◆ Required task ◆
Repeat the whole listing exactly.

◆ Raw data ◆

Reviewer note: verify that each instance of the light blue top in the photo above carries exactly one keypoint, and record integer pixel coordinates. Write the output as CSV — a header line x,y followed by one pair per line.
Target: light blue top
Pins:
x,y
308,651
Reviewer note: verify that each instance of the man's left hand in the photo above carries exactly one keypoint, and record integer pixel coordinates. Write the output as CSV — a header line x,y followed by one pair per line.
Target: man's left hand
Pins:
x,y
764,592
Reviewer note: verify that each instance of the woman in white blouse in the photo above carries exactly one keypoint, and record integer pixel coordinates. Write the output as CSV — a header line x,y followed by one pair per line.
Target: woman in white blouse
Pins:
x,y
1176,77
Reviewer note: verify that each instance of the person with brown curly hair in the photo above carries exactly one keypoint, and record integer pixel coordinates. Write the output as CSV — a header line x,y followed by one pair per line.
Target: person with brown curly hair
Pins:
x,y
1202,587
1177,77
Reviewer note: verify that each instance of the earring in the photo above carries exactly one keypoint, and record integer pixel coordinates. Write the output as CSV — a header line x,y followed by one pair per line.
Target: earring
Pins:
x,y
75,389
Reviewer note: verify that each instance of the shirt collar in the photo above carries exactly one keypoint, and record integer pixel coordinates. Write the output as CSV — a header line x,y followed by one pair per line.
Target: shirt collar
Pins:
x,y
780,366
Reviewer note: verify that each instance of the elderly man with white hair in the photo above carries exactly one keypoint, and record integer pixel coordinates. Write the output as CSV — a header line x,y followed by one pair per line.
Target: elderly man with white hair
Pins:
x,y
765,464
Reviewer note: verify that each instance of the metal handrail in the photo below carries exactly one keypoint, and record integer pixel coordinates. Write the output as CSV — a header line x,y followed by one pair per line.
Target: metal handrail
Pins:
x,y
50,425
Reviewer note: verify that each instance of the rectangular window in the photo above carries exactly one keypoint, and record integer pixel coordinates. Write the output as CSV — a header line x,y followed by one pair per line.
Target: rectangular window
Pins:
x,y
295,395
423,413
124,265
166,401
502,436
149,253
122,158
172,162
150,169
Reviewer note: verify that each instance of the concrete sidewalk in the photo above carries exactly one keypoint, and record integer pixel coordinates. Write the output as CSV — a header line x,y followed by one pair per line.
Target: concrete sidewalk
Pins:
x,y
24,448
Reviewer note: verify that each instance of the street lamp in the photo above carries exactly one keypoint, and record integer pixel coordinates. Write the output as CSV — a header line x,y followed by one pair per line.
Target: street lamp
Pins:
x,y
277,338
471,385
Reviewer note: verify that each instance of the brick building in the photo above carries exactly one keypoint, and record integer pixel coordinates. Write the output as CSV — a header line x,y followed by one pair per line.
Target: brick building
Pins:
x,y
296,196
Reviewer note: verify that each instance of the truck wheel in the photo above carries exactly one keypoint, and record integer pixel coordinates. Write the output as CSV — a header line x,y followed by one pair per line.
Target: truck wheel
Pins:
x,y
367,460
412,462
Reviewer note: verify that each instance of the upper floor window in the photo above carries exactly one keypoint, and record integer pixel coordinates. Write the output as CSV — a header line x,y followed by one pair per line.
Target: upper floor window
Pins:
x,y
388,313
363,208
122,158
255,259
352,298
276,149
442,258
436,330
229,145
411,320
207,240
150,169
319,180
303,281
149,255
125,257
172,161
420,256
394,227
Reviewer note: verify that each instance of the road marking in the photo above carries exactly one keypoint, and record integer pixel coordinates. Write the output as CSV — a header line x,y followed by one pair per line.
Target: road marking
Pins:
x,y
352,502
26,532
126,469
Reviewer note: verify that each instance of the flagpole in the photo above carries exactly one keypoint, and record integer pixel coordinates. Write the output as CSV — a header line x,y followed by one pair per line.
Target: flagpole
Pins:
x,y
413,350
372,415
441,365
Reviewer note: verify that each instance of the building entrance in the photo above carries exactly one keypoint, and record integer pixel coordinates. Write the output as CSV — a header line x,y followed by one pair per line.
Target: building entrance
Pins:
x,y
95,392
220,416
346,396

◆ Expected answer ◆
Reviewer note: verify that each instance of the light blue top in the photo above carries exactly one keypoint, and record integer pixel coordinates. Write the output as CSV — a header line x,y followed by one pair per line.
Target: light blue top
Pins:
x,y
308,651
Reviewer note: verify that each instance of the man's left hand in the photo above carries exactly one keypoint, and record integer pixel coordinates. Write the output as CSV — a header line x,y followed by one pair per line.
Target: man's left hand
Pins:
x,y
764,592
Reviewer note: verify that each instance of the woman in white blouse in the photo above carries exactly one keypoint, and record integer pixel coordinates. Write the output as CSV — a header line x,y followed by one pair per line.
Target: woman in white blouse
Pins:
x,y
1176,77
Reviewer note: verify that each instance of the person with brown curly hair in the photo above carries exactly one keypoint, and record integer pixel coordinates. Write the output as CSV — a header line x,y followed by one pair per line.
Target: person with brown curly hair
Pins:
x,y
1202,587
1177,77
Reviewer note: verify that each instance of the earring in the photo above carries exactly one keypoint, and record integer pixel coordinates. Write the output as CSV — a header line x,y followed by one pair per line.
Target: earring
Pins:
x,y
75,389
Reviewer note: verify that each instance of the shirt collar in the photo above carries exactly one keypoint, and record integer pixel coordinates. Write the output as CSV — a header line x,y followed by one pair per line.
Target: shirt collar
Pins:
x,y
780,366
Reviewer note: verify that each instance of the elderly man with white hair in the photo above carries exactly one keypoint, and record integer pixel coordinates. Write the output as CSV — a header line x,y followed by one pair per line.
Target: elderly man with white hair
Pins:
x,y
765,464
Reviewer note: verify that each instance of the metal handrail in the photo below carries exactly one keypoint, and record integer pixel coordinates. Write the output as CSV — a header line x,y followed by one pair per line.
Target: metal handrail
Pins:
x,y
50,425
Reviewer note: verify that each instance of the rectangular window in the photo above carries exactly one keypoint, and record integer pixel coordinates. Write the output as CSV — a header line x,y followed by one pair per line.
Target: rectangular window
Pins:
x,y
295,395
423,413
124,265
166,401
502,436
149,253
122,158
172,162
150,169
Reviewer note: verify that each instance of the concrete sidewalk in the photo above carries exactly one keypoint, and record integer pixel coordinates. Write the output as CSV — a header line x,y followed by one pair per line.
Target: concrete sidewalk
Pins:
x,y
24,448
Reviewer note: verify that each instance of the street lamp in the photo above carries exactly one keypoint, and record integer pixel coordinates. Write the output as CSV — a header line x,y followed by one pair per line.
Target: street lamp
Pins:
x,y
277,338
471,385
Reviewer note: verify that each instance of the brick building in the photo above carries exactly one keypoint, and record integer pixel coordinates. Write the output as CSV — a header line x,y followed by one pair per line.
Target: brick building
Pins:
x,y
296,196
Reviewer note: verify that each instance of the truck wheel in the photo above carries exactly one keypoint, and record integer pixel coordinates. Write the output as CSV — a header line x,y followed by one pair per line.
Target: truck wheel
Pins:
x,y
367,460
412,462
Reviewer note: verify that each instance of the upper floor window in the photo above carries exactly one keypoint, and record integer pixel coordinates. Write the output as CSV — a header line x,y followed by one pair per line.
Target: upper floor window
Pins:
x,y
388,313
363,208
122,158
255,259
352,298
276,149
442,258
436,330
229,145
411,320
207,240
150,169
319,180
303,281
149,255
125,257
172,161
420,256
394,227
Reviewer note: verify that each instance of the road marking in the photo above carries exactly one keypoint, and record integer pixel coordinates. Write the output as CSV — a header line x,y followed by one pair per line.
Target: road marking
Pins:
x,y
352,502
26,532
126,469
Reviewer note: verify that each instance of the flagpole in the photo above carries exactly one keypoint, and record integer pixel coordinates. Write the output as CSV — a header line x,y followed by one pair per line.
Target: flagpole
Pins:
x,y
413,350
372,415
441,365
Reviewer note: verify that each instance of the building entrance in the photo above carries exactly one keypoint, and record integer pixel coordinates. Write the output as CSV — a header line x,y followed by one pair per line.
Target: building entrance
Pins:
x,y
95,392
220,416
346,396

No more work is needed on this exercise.